### Exercise 1
In the news excerpt about the Helsinki protest, how many people do the organizers say gathered outside the Swedish embassy?
### Exercise 2
Print the passage of the news excerpt about the Helsinki protest between "Sweden's press and" and "Eriksson in prison.", inclusive.

### Page excerpt
★ ★ ★

Organizers said that 25 to 30 people gathered outside the Swedish
embassy in Helsinki at 6pm to express their outrage at the decision by a
Swedish court to jail 39-year-old Susanne Eriksson.
Sweden's press and cultural attaché Anders Eriksson came out of the
embassy to speak with the demonstrators, organizers said.
"The demonstrators presented their views of the unjustified sentence and
Swedish law praxis in general, and also their worry for Susanne's health
in jail," Panu Pietilä, a spokesman for the Hamppu.net group, told The
Local.
The organizers said that they would present their arguments to the
embassy in written form later this week.
Hamppu.net, an organization in favour of a more liberal approach to hemp
and cannabis, said they were also planning to launch a campaign
encouraging people to send cards and letters to Eriksson in prison.
Her cause has also been championed on social networking site Facebook,
where a group called Susanne Eriksson är ingen skurk ('Susanne Eriksson
is no criminal') has attracted almost 800 members.
On Sunday Eriksson travelled from the east coast to Hinseberg in central
Sweden to begin serving a one-year sentence.
Hinseberg is a top security women's prison reserved for inmates
convicted of crimes of a particularly serious nature.

★ ★ ★

### Record excerpts

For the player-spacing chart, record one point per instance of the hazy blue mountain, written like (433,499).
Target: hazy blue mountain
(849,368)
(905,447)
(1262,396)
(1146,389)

★ ★ ★

### Problem solution 1
25 to 30 people.

### Problem solution 2
Sweden's press and cultural attaché Anders Eriksson came out of the
embassy to speak with the demonstrators, organizers said.
"The demonstrators presented their views of the unjustified sentence and
Swedish law praxis in general, and also their worry for Susanne's health
in jail," Panu Pietilä, a spokesman for the Hamppu.net group, told The
Local.
The organizers said that they would present their arguments to the
embassy in written form later this week.
Hamppu.net, an organization in favour of a more liberal approach to hemp
and cannabis, said they were also planning to launch a campaign
encouraging people to send cards and letters to Eriksson in prison.